EXERCISE PASSAGE
--------------------------------------------------
In recent years the Dodge Charger has made - or remade - quite a name for itself among car enthusiasts, thanks to its aggressive good looks, muscular engine and affordable price tag. One of the most iconic cars from one of the most iconic American carmakers celebrates its 50 years of existence this year, so the time is right to take a look back at the long and sometimes bumpy history of this most American of cars.
The mid-1960s was a trying period for carmakers, who were working furiously to keep up with rapidly changing times, tastes and consumer demographics. The Chrysler Corporation was down in the trenches in the battle to conquer the youth market, and had reason to feel good about the prospects for its brand-new Plymouth Barracuda muscle car. Two weeks after its launch Ford released the Mustang, which went on to set sales records and leave the Barracuda in its dust.
Birth of the Charger
It was in the aftermath of this defeat that the carmaker launched a fastback version of its Coronet car; the 1966 Dodge Chargerdebuted in the fall of 1965. It differed from the Coronet only in its two-door fastback roof and some trim elements. Longer and heavier than the Mustang, it had yet to develop its full muscularity, as it inherited the Coronet's staid suspension and powertrain.
1968: The Charger Gets Beautiful
A redesign after two production years made the Charger into the muscular beauty that has become so well-known and appreciated around the world. Muscular fenders combined with a unique front grille and a new square-cut hardtop roof to give it a distinctive, performance-minded look. Sales jumped.
Generation Three Born in 1971
Featuring a more prominently coke bottle-shaped body and a front grille split into halves and framed by chrome elements, theDodge Charger grew steadily in popularity over the next few years, but when sales slumped in 1974, another redesign was in the works. Changes were evolutionary more than they were revolutionary during this period, and it wasn't until the dawn of the 80s that the Charger underwent a radical change.
--------------------------------------------------
STORED DATA
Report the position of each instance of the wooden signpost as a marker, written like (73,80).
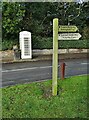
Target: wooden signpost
--------------------------------------------------
INSTRUCTIONS
1. From the Charger history, write out the passage that begins at the words "1968: The Charger" and stops after "a radical change.".
2. Translate this sentence from the Charger history into Spanish: "A redesign after two production years made the Charger into the muscular beauty that has become so well-known and appreciated around the world."
The data was taken from a different source than the text above it.

EXERCISE RESPONSES
1.
1968: The Charger Gets Beautiful
A redesign after two production years made the Charger into the muscular beauty that has become so well-known and appreciated around the world. Muscular fenders combined with a unique front grille and a new square-cut hardtop roof to give it a distinctive, performance-minded look. Sales jumped.
Generation Three Born in 1971
Featuring a more prominently coke bottle-shaped body and a front grille split into halves and framed by chrome elements, theDodge Charger grew steadily in popularity over the next few years, but when sales slumped in 1974, another redesign was in the works. Changes were evolutionary more than they were revolutionary during this period, and it wasn't until the dawn of the 80s that the Charger underwent a radical change.

2. Un rediseño tras dos años de producción convirtió al Charger en la belleza musculosa que se ha vuelto tan conocida y apreciada en todo el mundo.